*Cosa fare:* Per favore, modifica tutto il materiale sostituendo "positive clicks" con "positive points" e lasciando invariato il resto. Non riportare le immagini nella risposta.

*Dati forniti:*

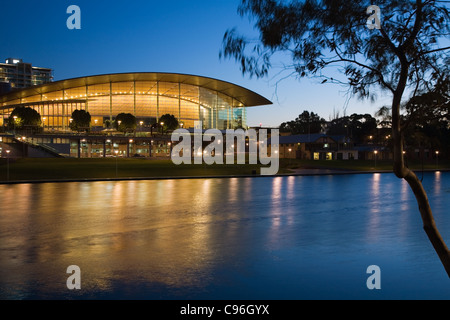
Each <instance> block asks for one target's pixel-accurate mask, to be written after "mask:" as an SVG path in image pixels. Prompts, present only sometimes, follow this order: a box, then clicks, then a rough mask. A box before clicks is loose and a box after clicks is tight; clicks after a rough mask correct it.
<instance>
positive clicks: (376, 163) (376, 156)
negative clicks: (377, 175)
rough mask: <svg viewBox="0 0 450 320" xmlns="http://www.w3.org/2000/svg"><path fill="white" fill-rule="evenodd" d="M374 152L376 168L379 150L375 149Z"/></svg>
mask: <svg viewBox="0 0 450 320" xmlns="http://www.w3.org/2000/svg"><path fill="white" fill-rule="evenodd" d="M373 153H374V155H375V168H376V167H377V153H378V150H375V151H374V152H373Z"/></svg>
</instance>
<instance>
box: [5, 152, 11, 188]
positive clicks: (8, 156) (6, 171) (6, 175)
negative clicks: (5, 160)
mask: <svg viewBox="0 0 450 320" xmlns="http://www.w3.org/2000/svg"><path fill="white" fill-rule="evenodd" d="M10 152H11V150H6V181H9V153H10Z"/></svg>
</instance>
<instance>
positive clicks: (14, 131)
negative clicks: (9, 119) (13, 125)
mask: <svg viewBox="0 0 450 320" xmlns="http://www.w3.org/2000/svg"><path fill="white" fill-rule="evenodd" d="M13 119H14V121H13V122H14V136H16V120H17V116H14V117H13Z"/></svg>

*Esercizio svolto:*
Each <instance> block asks for one target's pixel-accurate mask, to be written after "mask:" as an SVG path in image pixels. Prompts, present only sometimes, follow this order: a box, then clicks, then a rough mask. A box before clicks is loose and a box after clicks is tight; clicks after a rough mask correct it.
<instance>
positive points: (376, 163) (376, 156)
negative clicks: (377, 175)
rough mask: <svg viewBox="0 0 450 320" xmlns="http://www.w3.org/2000/svg"><path fill="white" fill-rule="evenodd" d="M374 152L376 168L379 150L375 149Z"/></svg>
mask: <svg viewBox="0 0 450 320" xmlns="http://www.w3.org/2000/svg"><path fill="white" fill-rule="evenodd" d="M373 153H374V155H375V168H376V167H377V153H378V150H375V151H374V152H373Z"/></svg>
</instance>
<instance>
box: [5, 152, 11, 188]
positive points: (8, 156) (6, 171) (6, 175)
negative clicks: (5, 160)
mask: <svg viewBox="0 0 450 320" xmlns="http://www.w3.org/2000/svg"><path fill="white" fill-rule="evenodd" d="M10 152H11V150H6V181H9V153H10Z"/></svg>
</instance>
<instance>
positive points: (14, 131)
negative clicks: (9, 119) (13, 125)
mask: <svg viewBox="0 0 450 320" xmlns="http://www.w3.org/2000/svg"><path fill="white" fill-rule="evenodd" d="M13 119H14V121H13V122H14V136H16V120H17V116H14V117H13Z"/></svg>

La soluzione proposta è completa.